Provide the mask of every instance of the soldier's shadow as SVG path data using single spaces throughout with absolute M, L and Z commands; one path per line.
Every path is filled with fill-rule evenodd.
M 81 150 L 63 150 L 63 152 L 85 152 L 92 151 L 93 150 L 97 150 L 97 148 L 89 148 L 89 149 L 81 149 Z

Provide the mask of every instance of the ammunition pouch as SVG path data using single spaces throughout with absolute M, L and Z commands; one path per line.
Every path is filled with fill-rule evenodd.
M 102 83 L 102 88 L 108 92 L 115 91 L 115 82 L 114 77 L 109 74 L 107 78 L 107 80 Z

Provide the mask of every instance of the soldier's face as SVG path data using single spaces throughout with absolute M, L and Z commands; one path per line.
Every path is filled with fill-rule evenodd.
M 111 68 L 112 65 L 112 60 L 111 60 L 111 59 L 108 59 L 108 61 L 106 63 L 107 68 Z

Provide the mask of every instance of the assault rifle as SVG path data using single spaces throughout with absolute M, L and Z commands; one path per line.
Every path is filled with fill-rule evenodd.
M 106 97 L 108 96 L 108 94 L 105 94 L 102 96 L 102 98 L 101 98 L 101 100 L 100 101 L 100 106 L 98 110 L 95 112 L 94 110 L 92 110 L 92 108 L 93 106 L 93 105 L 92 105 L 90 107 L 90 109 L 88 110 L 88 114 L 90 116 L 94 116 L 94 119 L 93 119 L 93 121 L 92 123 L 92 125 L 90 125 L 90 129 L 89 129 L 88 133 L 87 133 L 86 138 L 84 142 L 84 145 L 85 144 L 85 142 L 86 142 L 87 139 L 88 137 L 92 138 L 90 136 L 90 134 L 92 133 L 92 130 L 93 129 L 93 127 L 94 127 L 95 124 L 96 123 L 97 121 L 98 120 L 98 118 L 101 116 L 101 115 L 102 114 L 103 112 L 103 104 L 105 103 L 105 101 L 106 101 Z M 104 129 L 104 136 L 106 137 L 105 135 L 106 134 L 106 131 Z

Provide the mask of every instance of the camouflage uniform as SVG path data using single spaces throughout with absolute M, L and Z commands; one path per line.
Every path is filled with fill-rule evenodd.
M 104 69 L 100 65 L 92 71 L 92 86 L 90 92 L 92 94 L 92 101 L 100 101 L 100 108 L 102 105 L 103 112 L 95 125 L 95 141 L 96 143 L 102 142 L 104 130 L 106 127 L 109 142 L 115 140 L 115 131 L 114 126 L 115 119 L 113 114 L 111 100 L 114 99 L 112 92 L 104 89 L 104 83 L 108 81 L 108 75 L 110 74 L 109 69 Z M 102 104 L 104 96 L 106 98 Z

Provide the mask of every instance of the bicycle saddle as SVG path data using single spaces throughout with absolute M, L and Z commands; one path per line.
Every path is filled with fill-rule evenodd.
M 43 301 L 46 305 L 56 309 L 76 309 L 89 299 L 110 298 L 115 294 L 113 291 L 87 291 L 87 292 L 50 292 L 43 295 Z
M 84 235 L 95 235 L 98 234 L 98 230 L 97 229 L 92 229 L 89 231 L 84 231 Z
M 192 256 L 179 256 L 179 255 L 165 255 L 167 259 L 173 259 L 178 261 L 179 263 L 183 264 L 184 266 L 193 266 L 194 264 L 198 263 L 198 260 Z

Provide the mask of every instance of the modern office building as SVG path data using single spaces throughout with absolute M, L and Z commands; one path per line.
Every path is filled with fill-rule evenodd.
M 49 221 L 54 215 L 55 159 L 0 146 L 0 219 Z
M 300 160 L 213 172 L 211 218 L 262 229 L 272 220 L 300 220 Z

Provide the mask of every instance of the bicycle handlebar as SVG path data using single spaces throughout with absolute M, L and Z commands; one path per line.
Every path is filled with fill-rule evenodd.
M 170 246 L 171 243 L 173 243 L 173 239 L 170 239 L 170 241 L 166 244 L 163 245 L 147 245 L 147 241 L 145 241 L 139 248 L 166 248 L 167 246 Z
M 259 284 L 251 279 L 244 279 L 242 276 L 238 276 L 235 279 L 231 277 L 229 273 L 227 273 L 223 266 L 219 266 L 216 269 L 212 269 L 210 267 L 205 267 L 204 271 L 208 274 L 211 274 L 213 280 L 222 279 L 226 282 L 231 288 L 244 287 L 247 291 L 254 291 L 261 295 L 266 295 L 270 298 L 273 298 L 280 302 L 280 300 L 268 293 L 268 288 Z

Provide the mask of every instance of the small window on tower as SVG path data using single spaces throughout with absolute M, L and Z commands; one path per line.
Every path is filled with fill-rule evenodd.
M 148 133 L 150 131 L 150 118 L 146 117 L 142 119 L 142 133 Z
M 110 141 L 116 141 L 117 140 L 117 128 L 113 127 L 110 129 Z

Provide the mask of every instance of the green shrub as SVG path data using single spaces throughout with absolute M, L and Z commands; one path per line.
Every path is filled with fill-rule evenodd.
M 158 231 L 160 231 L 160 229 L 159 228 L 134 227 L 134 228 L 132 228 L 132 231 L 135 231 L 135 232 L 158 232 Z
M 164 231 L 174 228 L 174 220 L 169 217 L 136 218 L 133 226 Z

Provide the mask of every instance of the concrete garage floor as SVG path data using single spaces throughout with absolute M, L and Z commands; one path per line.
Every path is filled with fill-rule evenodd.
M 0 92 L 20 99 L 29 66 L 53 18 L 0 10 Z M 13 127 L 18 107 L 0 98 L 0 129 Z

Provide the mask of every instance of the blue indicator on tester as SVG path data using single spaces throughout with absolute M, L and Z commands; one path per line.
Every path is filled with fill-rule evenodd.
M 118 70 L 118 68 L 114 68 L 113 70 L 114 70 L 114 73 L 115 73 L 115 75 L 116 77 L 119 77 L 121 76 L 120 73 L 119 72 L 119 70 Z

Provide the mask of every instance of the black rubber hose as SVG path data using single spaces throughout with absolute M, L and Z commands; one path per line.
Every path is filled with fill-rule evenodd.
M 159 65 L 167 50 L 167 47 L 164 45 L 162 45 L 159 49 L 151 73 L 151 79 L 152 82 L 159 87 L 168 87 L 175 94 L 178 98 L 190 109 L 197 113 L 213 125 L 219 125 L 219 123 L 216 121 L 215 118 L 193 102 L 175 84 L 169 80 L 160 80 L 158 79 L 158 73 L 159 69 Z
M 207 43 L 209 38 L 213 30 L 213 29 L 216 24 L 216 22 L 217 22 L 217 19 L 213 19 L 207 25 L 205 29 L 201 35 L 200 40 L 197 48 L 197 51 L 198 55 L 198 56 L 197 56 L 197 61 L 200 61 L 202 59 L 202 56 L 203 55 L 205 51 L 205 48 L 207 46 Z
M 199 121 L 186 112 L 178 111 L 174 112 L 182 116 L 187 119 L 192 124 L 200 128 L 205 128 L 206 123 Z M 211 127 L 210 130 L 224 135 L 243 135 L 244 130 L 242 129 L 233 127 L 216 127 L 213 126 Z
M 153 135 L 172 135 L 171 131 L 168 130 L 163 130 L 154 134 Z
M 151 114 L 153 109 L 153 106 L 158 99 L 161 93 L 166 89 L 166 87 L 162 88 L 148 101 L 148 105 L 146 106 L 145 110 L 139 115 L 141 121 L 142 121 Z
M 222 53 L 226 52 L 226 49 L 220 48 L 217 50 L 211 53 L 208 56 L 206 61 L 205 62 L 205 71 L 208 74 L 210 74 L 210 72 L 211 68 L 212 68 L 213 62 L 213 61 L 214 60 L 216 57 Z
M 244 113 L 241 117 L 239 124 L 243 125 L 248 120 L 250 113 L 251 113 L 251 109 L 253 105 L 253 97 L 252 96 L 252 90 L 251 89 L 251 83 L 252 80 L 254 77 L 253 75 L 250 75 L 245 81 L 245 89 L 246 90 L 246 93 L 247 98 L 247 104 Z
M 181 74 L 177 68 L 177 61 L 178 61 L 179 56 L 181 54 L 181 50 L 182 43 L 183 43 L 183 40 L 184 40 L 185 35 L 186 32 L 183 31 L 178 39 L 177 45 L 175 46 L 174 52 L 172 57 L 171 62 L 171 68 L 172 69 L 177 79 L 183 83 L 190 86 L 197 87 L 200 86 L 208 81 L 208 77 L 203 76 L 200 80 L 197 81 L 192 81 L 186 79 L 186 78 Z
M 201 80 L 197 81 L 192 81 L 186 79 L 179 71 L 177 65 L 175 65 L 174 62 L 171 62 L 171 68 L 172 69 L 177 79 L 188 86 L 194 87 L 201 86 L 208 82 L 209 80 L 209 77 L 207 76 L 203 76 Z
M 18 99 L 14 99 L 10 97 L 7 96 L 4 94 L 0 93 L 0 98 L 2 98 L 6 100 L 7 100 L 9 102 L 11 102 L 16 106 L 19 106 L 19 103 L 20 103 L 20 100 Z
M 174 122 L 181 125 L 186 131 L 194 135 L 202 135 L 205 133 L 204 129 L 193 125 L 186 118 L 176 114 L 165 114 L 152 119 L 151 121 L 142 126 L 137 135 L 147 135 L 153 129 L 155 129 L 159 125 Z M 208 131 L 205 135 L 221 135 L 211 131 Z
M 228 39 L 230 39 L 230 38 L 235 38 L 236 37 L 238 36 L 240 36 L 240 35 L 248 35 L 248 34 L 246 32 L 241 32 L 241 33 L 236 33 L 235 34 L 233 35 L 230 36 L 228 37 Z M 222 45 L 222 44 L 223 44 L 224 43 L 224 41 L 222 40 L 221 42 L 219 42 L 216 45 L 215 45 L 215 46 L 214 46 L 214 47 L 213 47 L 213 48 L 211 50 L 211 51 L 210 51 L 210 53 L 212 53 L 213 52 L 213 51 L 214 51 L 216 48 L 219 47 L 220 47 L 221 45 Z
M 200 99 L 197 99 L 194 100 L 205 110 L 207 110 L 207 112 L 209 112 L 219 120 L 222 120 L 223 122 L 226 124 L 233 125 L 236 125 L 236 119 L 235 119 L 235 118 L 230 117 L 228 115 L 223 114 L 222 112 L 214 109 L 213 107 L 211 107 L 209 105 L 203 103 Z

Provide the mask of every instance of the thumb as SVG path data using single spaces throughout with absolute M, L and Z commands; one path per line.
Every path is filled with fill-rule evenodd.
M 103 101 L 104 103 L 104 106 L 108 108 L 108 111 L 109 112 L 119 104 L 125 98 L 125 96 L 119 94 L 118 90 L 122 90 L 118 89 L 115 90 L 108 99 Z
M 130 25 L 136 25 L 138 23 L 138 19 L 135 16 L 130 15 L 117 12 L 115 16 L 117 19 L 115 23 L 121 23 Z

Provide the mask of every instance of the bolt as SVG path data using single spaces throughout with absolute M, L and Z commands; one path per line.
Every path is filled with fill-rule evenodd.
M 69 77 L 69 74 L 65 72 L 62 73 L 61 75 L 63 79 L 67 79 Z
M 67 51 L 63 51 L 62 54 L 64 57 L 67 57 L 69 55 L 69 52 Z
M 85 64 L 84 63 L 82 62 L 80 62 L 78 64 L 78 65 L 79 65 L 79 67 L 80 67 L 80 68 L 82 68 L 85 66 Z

++++++++++++++++++++

Consigne:
Recopiez fidèlement les lignes des entrées en commençant par celle qui contient « Provide the mask of every instance of the soldier's face » et en terminant par celle qui contient « M 111 68 L 112 ».

Corrigé:
Provide the mask of every instance of the soldier's face as SVG path data using single spaces throughout with absolute M, L and Z commands; one path per line.
Every path is filled with fill-rule evenodd.
M 111 68 L 112 65 L 112 60 L 111 60 L 111 59 L 108 59 L 108 61 L 106 63 L 107 68 Z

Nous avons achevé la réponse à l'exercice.